* [Task to carry out]: From the first line to the last, write out the data below exactly.

:: Data for analysis ::

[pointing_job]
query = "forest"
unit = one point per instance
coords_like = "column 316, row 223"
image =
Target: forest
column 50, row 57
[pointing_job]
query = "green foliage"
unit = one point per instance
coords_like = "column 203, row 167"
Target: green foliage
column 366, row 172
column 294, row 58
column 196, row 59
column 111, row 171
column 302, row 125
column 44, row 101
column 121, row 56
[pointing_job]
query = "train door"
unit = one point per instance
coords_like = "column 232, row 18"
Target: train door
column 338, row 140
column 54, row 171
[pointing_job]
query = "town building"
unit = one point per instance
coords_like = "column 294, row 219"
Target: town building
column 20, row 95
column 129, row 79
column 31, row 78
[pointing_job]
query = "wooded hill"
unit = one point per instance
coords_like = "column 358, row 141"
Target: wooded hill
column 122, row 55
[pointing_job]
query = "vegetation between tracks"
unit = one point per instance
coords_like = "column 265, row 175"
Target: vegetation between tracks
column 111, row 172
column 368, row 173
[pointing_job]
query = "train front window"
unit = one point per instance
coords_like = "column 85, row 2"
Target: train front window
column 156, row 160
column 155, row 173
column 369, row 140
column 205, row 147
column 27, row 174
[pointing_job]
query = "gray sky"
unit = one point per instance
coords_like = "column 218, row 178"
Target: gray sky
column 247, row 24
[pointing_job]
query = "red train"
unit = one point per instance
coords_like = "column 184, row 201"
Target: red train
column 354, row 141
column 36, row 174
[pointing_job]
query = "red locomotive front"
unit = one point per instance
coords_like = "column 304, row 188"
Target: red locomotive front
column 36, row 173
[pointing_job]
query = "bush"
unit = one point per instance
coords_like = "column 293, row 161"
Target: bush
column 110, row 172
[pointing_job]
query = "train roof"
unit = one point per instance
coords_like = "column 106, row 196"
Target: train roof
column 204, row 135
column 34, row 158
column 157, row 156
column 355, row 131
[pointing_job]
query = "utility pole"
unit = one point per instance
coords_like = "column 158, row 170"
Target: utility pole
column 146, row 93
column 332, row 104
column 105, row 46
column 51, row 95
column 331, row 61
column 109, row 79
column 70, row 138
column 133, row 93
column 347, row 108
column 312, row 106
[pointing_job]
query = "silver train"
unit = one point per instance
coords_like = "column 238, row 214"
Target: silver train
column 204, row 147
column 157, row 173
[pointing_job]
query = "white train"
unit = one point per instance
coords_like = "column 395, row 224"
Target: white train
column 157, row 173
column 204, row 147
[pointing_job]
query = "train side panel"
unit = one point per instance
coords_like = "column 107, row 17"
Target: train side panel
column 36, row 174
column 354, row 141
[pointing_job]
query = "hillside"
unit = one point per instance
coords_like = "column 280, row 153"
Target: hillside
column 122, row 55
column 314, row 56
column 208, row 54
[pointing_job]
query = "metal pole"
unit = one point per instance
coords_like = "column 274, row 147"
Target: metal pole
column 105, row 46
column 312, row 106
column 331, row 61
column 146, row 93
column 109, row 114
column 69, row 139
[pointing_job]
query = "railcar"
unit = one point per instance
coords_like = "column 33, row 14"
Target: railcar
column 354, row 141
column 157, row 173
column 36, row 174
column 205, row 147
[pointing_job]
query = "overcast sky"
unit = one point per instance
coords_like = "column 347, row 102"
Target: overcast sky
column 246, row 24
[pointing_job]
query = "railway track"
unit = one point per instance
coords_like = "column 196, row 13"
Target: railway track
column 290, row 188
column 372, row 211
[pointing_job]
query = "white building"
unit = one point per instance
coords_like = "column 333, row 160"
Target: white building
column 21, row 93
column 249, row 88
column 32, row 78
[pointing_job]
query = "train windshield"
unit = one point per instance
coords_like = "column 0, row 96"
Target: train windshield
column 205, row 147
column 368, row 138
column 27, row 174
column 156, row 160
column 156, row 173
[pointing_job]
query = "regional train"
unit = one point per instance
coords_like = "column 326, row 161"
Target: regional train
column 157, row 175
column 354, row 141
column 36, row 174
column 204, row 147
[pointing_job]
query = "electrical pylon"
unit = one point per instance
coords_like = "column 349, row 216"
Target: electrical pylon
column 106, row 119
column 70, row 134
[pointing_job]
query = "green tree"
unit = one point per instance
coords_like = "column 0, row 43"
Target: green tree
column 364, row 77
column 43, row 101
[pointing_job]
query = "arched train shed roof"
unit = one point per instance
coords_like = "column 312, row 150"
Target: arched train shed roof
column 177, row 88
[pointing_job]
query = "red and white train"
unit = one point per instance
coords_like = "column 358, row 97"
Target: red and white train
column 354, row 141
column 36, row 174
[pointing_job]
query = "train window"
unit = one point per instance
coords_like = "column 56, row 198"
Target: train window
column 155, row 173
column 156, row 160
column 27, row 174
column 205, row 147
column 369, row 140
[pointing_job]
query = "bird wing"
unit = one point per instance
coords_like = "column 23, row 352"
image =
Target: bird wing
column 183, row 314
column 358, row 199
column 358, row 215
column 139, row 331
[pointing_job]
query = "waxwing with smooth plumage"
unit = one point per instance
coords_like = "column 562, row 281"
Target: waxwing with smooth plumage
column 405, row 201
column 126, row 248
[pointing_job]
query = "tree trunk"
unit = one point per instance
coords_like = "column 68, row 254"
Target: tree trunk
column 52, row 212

:::

* [Your solution]:
[pointing_job]
query = "forest"
unit = one point per instance
coords_like = "column 316, row 223"
image =
Target: forest
column 50, row 57
[pointing_job]
query = "green foliage"
unit = one point per instance
coords_like = "column 203, row 167"
Target: green foliage
column 366, row 172
column 294, row 58
column 196, row 59
column 111, row 171
column 302, row 125
column 44, row 101
column 121, row 56
[pointing_job]
query = "train door"
unit = one point per instance
coords_like = "column 232, row 18"
Target: train door
column 338, row 140
column 54, row 171
[pointing_job]
query = "town building"
unit = one point per instance
coords_like = "column 294, row 219"
Target: town building
column 20, row 95
column 129, row 79
column 31, row 78
[pointing_job]
query = "wooded hill"
unit = one point per instance
coords_like = "column 358, row 141"
Target: wooded hill
column 122, row 55
[pointing_job]
query = "vegetation between tracks"
unit = one point per instance
coords_like = "column 265, row 175"
Target: vegetation between tracks
column 111, row 172
column 368, row 173
[pointing_job]
query = "train front window"
unit = one point per instance
coords_like = "column 85, row 2"
Target: train front window
column 156, row 160
column 155, row 173
column 369, row 140
column 205, row 147
column 27, row 174
[pointing_job]
query = "gray sky"
unit = one point per instance
coords_like = "column 218, row 178"
Target: gray sky
column 247, row 24
[pointing_job]
query = "red train"
unit = one point per instance
coords_like = "column 184, row 201"
Target: red train
column 354, row 141
column 36, row 174
[pointing_job]
query = "red locomotive front"
unit = one point per instance
coords_like = "column 304, row 188"
Target: red locomotive front
column 36, row 173
[pointing_job]
query = "bush"
unit = one point per instance
coords_like = "column 293, row 161"
Target: bush
column 110, row 172
[pointing_job]
query = "train roof"
unit = one point per instance
coords_like = "column 106, row 196"
Target: train roof
column 204, row 135
column 34, row 158
column 157, row 156
column 355, row 131
[pointing_job]
query = "utility pole"
unit = one point per instance
coords_like = "column 158, row 170"
Target: utility pole
column 146, row 93
column 332, row 104
column 105, row 46
column 51, row 95
column 331, row 61
column 109, row 79
column 70, row 138
column 133, row 93
column 347, row 108
column 312, row 106
[pointing_job]
query = "silver train"
unit = one point per instance
coords_like = "column 238, row 214"
Target: silver train
column 204, row 147
column 157, row 173
[pointing_job]
query = "white train"
unit = one point per instance
coords_like = "column 395, row 224"
Target: white train
column 157, row 173
column 204, row 147
[pointing_job]
query = "train side panel"
unit = one point per instance
coords_like = "column 107, row 17"
Target: train side panel
column 36, row 174
column 354, row 141
[pointing_job]
query = "hillside"
unit = one point per instance
coords_like = "column 280, row 153"
Target: hillside
column 122, row 55
column 314, row 56
column 208, row 54
[pointing_job]
query = "metal pole"
unit = one point per instance
coords_like = "column 274, row 147"
Target: metal pole
column 105, row 46
column 312, row 106
column 331, row 61
column 146, row 93
column 109, row 114
column 69, row 139
[pointing_job]
query = "railcar"
unit = one point per instance
coords_like = "column 33, row 14"
Target: railcar
column 354, row 141
column 157, row 173
column 36, row 174
column 205, row 147
[pointing_job]
query = "overcast sky"
unit = one point per instance
coords_like = "column 347, row 102"
Target: overcast sky
column 246, row 24
[pointing_job]
query = "railway track"
unit = one point per instance
coords_like = "column 196, row 13"
Target: railway track
column 290, row 188
column 372, row 211
[pointing_job]
query = "white building"
unit = one point per instance
coords_like = "column 333, row 160"
Target: white building
column 21, row 93
column 249, row 88
column 32, row 78
[pointing_job]
query = "train windshield"
unit = one point per instance
coords_like = "column 0, row 96"
Target: train windshield
column 205, row 147
column 368, row 138
column 27, row 174
column 156, row 160
column 156, row 173
[pointing_job]
query = "regional train"
unit = one point per instance
coords_like = "column 326, row 161"
Target: regional train
column 157, row 175
column 354, row 141
column 36, row 174
column 204, row 147
[pointing_job]
query = "electrical pylon"
unit = one point per instance
coords_like = "column 349, row 216"
Target: electrical pylon
column 106, row 119
column 70, row 134
[pointing_job]
query = "green tree"
unit = one point per instance
coords_like = "column 0, row 43"
Target: green tree
column 364, row 77
column 43, row 101
[pointing_job]
query = "arched train shed roof"
unit = one point per instance
coords_like = "column 312, row 150"
Target: arched train shed roof
column 177, row 88
[pointing_job]
query = "red and white train"
unit = one point per instance
coords_like = "column 358, row 97"
Target: red and white train
column 354, row 141
column 36, row 174
[pointing_job]
query = "train window"
unit = one point per instance
coords_like = "column 56, row 198"
Target: train window
column 155, row 173
column 156, row 160
column 27, row 174
column 205, row 147
column 369, row 140
[pointing_job]
query = "bird wing"
unit = one point per instance
coords_like = "column 23, row 352"
image =
Target: bird wing
column 183, row 314
column 358, row 199
column 358, row 215
column 139, row 331
[pointing_job]
query = "waxwing with smooth plumage"
unit = one point per instance
coords_like = "column 562, row 281"
Target: waxwing with smooth plumage
column 405, row 201
column 126, row 248
[pointing_job]
query = "tree trunk"
unit = one point per instance
coords_like = "column 68, row 254"
Target: tree trunk
column 52, row 212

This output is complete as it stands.